## Task objective:
Rewrite the rows below as a JSON list of strings, one string per line and no blank lines, starting at the first line and stopping after the line that contains "POLYGON ((364 299, 364". Leave the pictures out of the list.

## Extracted material:
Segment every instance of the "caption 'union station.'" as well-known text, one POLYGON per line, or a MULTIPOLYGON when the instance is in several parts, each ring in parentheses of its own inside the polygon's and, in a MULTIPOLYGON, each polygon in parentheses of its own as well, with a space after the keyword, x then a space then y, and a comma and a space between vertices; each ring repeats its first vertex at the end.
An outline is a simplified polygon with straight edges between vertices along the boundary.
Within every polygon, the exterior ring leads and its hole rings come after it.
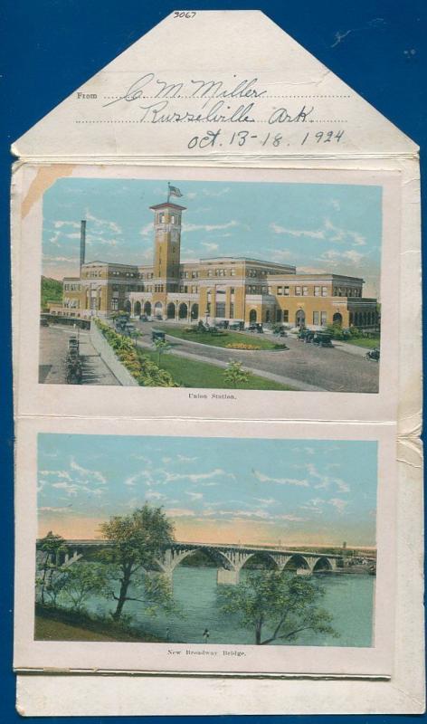
POLYGON ((364 299, 364 280, 332 273, 297 273, 294 266, 222 256, 181 262, 185 206, 170 201, 154 212, 153 265, 85 262, 81 222, 79 277, 63 279, 62 304, 50 312, 90 318, 127 311, 161 319, 284 323, 320 328, 377 324, 375 299, 364 299))

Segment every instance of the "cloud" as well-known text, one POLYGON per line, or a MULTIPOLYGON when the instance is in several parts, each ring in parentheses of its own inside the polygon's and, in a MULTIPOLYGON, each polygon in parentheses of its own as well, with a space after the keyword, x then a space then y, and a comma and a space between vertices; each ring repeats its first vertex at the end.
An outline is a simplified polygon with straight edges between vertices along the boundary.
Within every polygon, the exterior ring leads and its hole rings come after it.
MULTIPOLYGON (((200 482, 200 481, 207 481, 211 480, 212 478, 223 477, 223 478, 232 478, 232 480, 235 479, 232 472, 227 472, 226 471, 223 470, 223 468, 215 468, 215 470, 211 471, 210 472, 167 472, 164 471, 166 480, 165 482, 176 482, 176 481, 189 481, 190 482, 200 482)), ((207 484, 207 483, 205 483, 207 484)), ((212 483, 211 483, 212 484, 212 483)))
POLYGON ((166 510, 166 513, 170 515, 171 518, 189 518, 195 515, 194 510, 190 510, 187 508, 169 508, 166 510))
POLYGON ((325 231, 322 229, 287 229, 285 226, 280 226, 279 224, 272 222, 270 224, 270 230, 273 233, 285 233, 288 236, 308 236, 310 239, 324 239, 325 231))
POLYGON ((331 498, 330 500, 327 500, 329 505, 332 505, 339 513, 344 513, 345 509, 348 505, 346 500, 343 500, 341 498, 331 498))
POLYGON ((186 491, 185 491, 185 495, 188 495, 188 497, 191 498, 192 500, 201 500, 202 498, 204 497, 202 492, 192 492, 186 491))
POLYGON ((279 485, 297 485, 301 488, 308 488, 308 481, 306 480, 298 480, 296 478, 270 478, 258 470, 252 469, 252 473, 260 482, 274 482, 279 485))
POLYGON ((220 191, 213 191, 210 188, 203 188, 202 194, 204 196, 214 196, 217 198, 218 196, 223 196, 225 194, 230 192, 230 187, 226 186, 225 188, 222 188, 220 191))
POLYGON ((139 233, 141 234, 141 236, 149 236, 151 233, 153 233, 152 222, 149 222, 149 224, 146 224, 146 225, 143 226, 142 229, 140 229, 139 233))
POLYGON ((215 232, 223 229, 231 229, 234 226, 241 226, 241 223, 235 219, 225 224, 183 224, 184 232, 215 232))
POLYGON ((329 218, 323 220, 323 226, 318 229, 289 229, 275 222, 270 224, 275 234, 284 234, 295 238, 320 239, 332 243, 347 243, 351 246, 365 246, 366 240, 359 232, 343 229, 337 226, 329 218))
POLYGON ((177 458, 180 462, 196 462, 198 460, 198 458, 188 458, 185 455, 180 455, 179 452, 177 458))
POLYGON ((217 252, 220 248, 217 243, 212 243, 211 242, 201 242, 201 246, 204 246, 209 252, 217 252))
POLYGON ((81 467, 81 465, 79 465, 79 463, 76 462, 74 458, 71 459, 70 467, 71 468, 71 470, 80 472, 81 475, 85 475, 88 478, 93 478, 93 480, 98 481, 98 482, 100 482, 102 485, 107 484, 107 479, 104 477, 104 475, 102 475, 101 472, 100 472, 100 471, 89 470, 88 468, 81 467))

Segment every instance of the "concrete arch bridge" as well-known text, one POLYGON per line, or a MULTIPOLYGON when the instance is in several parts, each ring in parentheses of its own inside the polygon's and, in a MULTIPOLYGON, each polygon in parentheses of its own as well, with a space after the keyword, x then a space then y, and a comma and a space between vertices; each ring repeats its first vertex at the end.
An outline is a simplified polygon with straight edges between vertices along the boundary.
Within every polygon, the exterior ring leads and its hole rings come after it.
MULTIPOLYGON (((90 558, 97 550, 109 548, 111 544, 103 540, 67 540, 66 550, 61 552, 56 563, 71 566, 79 560, 90 558)), ((326 554, 322 551, 296 551, 281 548, 260 546, 214 545, 207 543, 174 543, 166 548, 155 560, 153 570, 162 572, 172 579, 174 570, 185 558, 196 552, 203 552, 217 567, 218 584, 236 585, 242 569, 251 560, 260 567, 272 567, 278 571, 293 570, 299 575, 336 571, 344 566, 342 556, 326 554)))

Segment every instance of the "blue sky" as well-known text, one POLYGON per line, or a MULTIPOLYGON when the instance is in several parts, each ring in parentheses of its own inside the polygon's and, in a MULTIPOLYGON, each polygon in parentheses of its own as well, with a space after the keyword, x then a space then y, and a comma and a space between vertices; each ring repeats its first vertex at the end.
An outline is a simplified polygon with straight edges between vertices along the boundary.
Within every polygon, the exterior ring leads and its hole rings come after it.
MULTIPOLYGON (((186 207, 182 260, 253 256, 300 271, 362 276, 379 295, 382 189, 331 184, 175 181, 186 207)), ((80 221, 87 261, 151 263, 153 212, 166 182, 62 178, 43 197, 43 269, 78 273, 80 221)))
POLYGON ((40 535, 95 538, 148 502, 176 538, 206 542, 375 542, 376 443, 39 435, 40 535))

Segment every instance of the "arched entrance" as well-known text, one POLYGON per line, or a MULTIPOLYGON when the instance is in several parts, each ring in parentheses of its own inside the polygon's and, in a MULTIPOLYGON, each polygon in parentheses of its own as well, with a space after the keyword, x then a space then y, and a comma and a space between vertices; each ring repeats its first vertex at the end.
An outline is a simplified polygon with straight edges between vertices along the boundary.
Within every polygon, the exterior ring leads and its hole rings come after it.
POLYGON ((283 570, 296 571, 299 568, 304 568, 305 570, 309 571, 310 567, 308 566, 308 563, 307 562, 306 558, 303 556, 300 556, 299 554, 297 553, 295 556, 290 557, 283 570))
POLYGON ((175 319, 176 309, 173 301, 170 301, 166 308, 166 317, 168 319, 175 319))
POLYGON ((316 561, 316 564, 313 568, 313 573, 318 573, 320 571, 331 571, 331 570, 332 570, 331 562, 327 558, 322 557, 318 558, 318 560, 316 561))
POLYGON ((332 324, 337 325, 337 327, 341 327, 343 323, 343 315, 339 313, 339 311, 336 311, 332 318, 332 324))
POLYGON ((163 304, 161 301, 157 301, 154 305, 154 316, 160 319, 163 317, 163 304))
POLYGON ((295 326, 296 327, 306 326, 306 313, 304 310, 299 310, 297 314, 295 315, 295 326))
POLYGON ((277 561, 270 553, 260 551, 249 556, 247 560, 243 563, 242 570, 279 570, 277 561))
POLYGON ((182 302, 178 307, 178 318, 180 319, 186 319, 188 317, 188 307, 185 302, 182 302))

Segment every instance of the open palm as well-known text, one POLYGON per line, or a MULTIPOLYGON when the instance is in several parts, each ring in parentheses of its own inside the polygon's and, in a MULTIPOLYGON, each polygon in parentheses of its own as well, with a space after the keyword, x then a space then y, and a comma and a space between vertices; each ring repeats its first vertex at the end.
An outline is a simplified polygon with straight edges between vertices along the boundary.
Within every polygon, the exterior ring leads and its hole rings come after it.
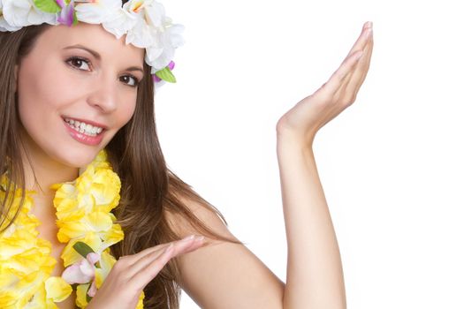
POLYGON ((304 144, 311 144, 320 128, 356 100, 369 71, 373 45, 372 23, 366 22, 361 35, 329 80, 280 117, 277 124, 278 134, 291 135, 304 144))

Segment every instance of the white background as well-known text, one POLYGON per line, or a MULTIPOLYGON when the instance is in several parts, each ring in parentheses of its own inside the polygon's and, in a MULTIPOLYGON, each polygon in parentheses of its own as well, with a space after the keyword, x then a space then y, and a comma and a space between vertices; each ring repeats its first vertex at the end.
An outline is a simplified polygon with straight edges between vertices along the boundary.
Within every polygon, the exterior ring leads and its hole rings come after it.
MULTIPOLYGON (((163 4, 186 26, 178 82, 156 96, 168 166, 284 282, 276 123, 374 22, 357 100, 314 144, 348 307, 464 308, 460 1, 163 4)), ((198 306, 184 292, 181 308, 198 306)))

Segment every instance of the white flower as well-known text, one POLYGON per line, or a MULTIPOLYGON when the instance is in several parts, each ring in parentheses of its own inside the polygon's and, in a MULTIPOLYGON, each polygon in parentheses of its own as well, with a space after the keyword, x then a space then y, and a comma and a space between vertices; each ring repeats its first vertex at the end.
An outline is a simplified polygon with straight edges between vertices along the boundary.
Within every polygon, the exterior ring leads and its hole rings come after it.
POLYGON ((174 24, 156 34, 155 44, 148 47, 145 54, 145 61, 152 67, 152 74, 164 68, 174 58, 175 49, 185 43, 182 37, 184 30, 183 25, 174 24))
POLYGON ((76 4, 76 16, 78 20, 89 24, 102 24, 112 19, 121 10, 121 0, 98 0, 95 3, 76 4))
POLYGON ((111 18, 102 24, 103 28, 113 34, 117 39, 126 34, 129 29, 133 27, 137 19, 124 10, 115 11, 111 18))
POLYGON ((16 31, 23 26, 40 25, 43 23, 56 25, 57 14, 40 11, 34 4, 33 0, 3 0, 3 18, 6 24, 0 24, 8 31, 16 31))

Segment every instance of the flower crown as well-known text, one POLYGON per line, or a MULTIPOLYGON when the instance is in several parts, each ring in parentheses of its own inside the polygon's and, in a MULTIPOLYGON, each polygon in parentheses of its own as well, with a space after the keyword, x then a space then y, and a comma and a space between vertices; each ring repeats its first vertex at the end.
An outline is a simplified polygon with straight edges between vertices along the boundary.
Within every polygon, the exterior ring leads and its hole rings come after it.
POLYGON ((126 44, 145 48, 145 62, 157 89, 165 82, 175 83, 174 50, 185 42, 184 26, 172 24, 164 7, 156 0, 0 0, 0 31, 47 23, 76 25, 78 20, 102 24, 126 44))

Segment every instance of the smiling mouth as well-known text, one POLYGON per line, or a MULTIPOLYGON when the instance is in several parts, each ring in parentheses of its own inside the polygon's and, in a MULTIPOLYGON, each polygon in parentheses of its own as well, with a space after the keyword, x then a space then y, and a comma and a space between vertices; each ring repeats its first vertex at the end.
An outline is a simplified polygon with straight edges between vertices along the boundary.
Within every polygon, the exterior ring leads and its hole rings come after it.
POLYGON ((102 127, 86 124, 84 122, 74 120, 72 118, 64 118, 63 120, 65 121, 66 125, 70 126, 74 131, 87 136, 95 137, 100 135, 103 132, 105 131, 105 129, 102 127))

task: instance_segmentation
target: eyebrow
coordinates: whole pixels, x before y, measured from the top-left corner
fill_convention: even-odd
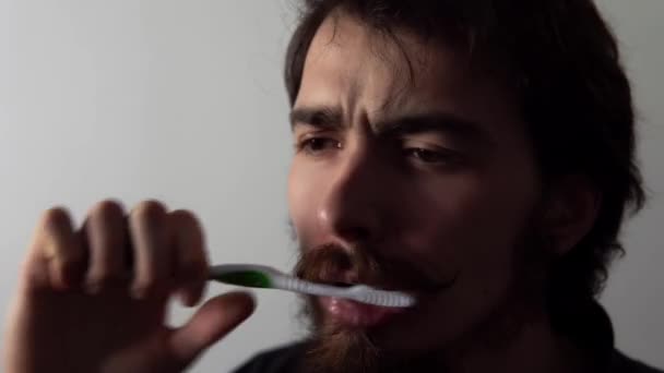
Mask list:
[[[332,107],[318,107],[318,108],[297,108],[290,111],[290,128],[295,128],[297,124],[308,124],[317,128],[342,128],[342,113],[341,110]]]
[[[343,123],[341,110],[328,106],[294,109],[290,112],[290,125],[295,129],[298,124],[330,130],[347,127]],[[464,139],[486,137],[479,123],[446,111],[405,115],[379,120],[371,127],[377,134],[384,136],[440,132]]]

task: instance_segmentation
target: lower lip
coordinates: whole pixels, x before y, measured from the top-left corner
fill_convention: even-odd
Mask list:
[[[340,325],[368,328],[382,325],[405,309],[369,305],[339,298],[319,298],[323,311]]]

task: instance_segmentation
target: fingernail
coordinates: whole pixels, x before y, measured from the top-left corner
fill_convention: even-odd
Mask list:
[[[145,288],[141,286],[134,286],[131,288],[131,297],[135,300],[145,298]]]
[[[97,281],[87,281],[85,284],[85,291],[91,296],[99,293],[99,290],[102,290],[102,285]]]

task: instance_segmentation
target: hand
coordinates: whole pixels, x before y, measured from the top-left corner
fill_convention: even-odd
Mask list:
[[[171,294],[190,306],[202,297],[203,241],[191,213],[153,201],[128,217],[102,202],[79,230],[66,210],[46,212],[10,311],[5,372],[181,372],[253,310],[248,294],[227,293],[185,326],[164,325]]]

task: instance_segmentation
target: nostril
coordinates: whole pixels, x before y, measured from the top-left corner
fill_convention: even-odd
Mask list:
[[[331,285],[339,286],[339,287],[341,287],[341,288],[349,288],[349,287],[352,287],[352,286],[353,286],[353,284],[348,284],[348,282],[341,282],[341,281],[334,281],[334,282],[332,282]]]

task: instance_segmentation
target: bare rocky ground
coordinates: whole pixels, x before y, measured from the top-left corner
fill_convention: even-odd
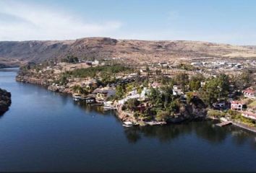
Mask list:
[[[9,110],[11,103],[11,93],[0,89],[0,115]]]
[[[115,58],[130,64],[138,64],[205,57],[256,59],[256,48],[199,41],[145,41],[108,37],[0,42],[0,65],[2,66],[59,60],[67,55],[82,59]]]

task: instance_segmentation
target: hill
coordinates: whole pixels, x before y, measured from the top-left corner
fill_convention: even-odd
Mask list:
[[[204,57],[256,58],[256,48],[199,41],[145,41],[108,37],[0,42],[1,66],[61,59],[67,55],[85,59],[120,58],[124,62],[137,63]]]

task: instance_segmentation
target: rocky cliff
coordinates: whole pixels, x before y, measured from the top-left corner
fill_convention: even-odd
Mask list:
[[[0,115],[8,110],[11,103],[11,93],[0,89]]]

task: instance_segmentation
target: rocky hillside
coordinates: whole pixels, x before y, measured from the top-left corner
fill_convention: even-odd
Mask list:
[[[11,103],[11,93],[0,89],[0,115],[8,110]]]
[[[88,37],[65,41],[0,42],[0,64],[40,62],[67,55],[83,58],[121,58],[129,63],[202,57],[256,58],[252,46],[196,41],[143,41]]]

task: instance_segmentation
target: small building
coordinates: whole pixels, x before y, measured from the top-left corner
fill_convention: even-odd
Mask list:
[[[162,84],[158,82],[154,81],[153,84],[151,84],[151,86],[154,89],[156,89],[162,86]]]
[[[98,88],[93,92],[96,95],[96,100],[106,101],[108,97],[116,94],[116,89],[114,87]]]
[[[244,108],[245,105],[239,101],[232,101],[231,102],[230,108],[234,110],[242,110]]]
[[[249,119],[256,120],[256,114],[251,112],[242,112],[242,116],[248,117]]]
[[[245,97],[252,98],[252,99],[255,98],[256,92],[255,90],[247,89],[243,90],[242,92],[244,94],[244,96]]]
[[[174,85],[172,89],[173,94],[174,95],[181,95],[184,94],[182,86],[179,85]]]

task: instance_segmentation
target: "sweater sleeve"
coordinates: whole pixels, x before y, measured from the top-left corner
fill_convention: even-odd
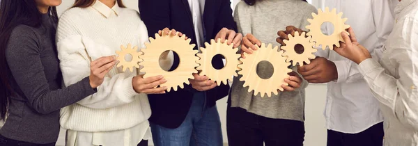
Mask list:
[[[67,86],[88,76],[91,71],[91,60],[100,58],[95,56],[102,54],[98,52],[107,47],[95,43],[88,38],[77,35],[76,25],[68,17],[71,17],[70,15],[64,14],[57,28],[59,58],[64,83]],[[95,57],[92,57],[93,54]],[[117,73],[115,67],[104,77],[95,94],[77,103],[91,108],[109,108],[130,103],[134,100],[135,95],[138,95],[132,84],[134,75],[128,72]]]
[[[16,83],[36,112],[47,114],[93,94],[88,77],[56,90],[49,90],[41,62],[39,40],[29,26],[15,29],[10,35],[6,56]],[[55,57],[55,56],[51,56]]]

## Final result:
[
  "Segment every instance of the \"caption 'union station.'\" as well-known text, one POLYGON per line, or a MULTIPOLYGON when the instance is in several parts, each ring in parentheses of its own inside the polygon's and, in a MULTIPOLYGON, each polygon in parentheses of its own as well, with a space after the keyword, x then a space then y, and a comma and a space between vertices; each ring repeats its first vertex at the end.",
  "An outline is a simplified polygon with straight edges between vertices along the boundary.",
  "Within every polygon, the exterior ring leads and its hole rings come after it.",
  "POLYGON ((364 299, 364 280, 332 273, 297 273, 294 266, 222 256, 181 262, 185 206, 170 201, 154 212, 153 265, 85 262, 81 222, 79 277, 63 279, 62 304, 50 312, 90 318, 127 311, 161 319, 284 323, 320 328, 377 324, 375 299, 364 299))"
]